REQUIRED WORK: Copy out the material below, substituting "onlooker" for every "spectator" and keeping everything else the same.

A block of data
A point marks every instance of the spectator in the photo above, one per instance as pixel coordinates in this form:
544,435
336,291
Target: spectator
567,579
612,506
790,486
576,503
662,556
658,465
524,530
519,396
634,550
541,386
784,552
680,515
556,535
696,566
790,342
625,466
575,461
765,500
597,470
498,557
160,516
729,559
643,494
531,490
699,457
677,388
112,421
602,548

SOLUTION TO THIS PROBLEM:
A point marks every instance of the onlooker in the photo above, one per instance as pixel coordinates in this form:
544,435
336,291
Target: onlooker
567,579
612,506
790,486
576,503
662,556
658,465
524,530
519,396
634,550
541,386
784,552
680,515
556,535
696,566
790,342
625,466
575,461
765,500
597,470
498,557
160,516
729,559
643,494
531,490
699,457
677,388
112,421
602,548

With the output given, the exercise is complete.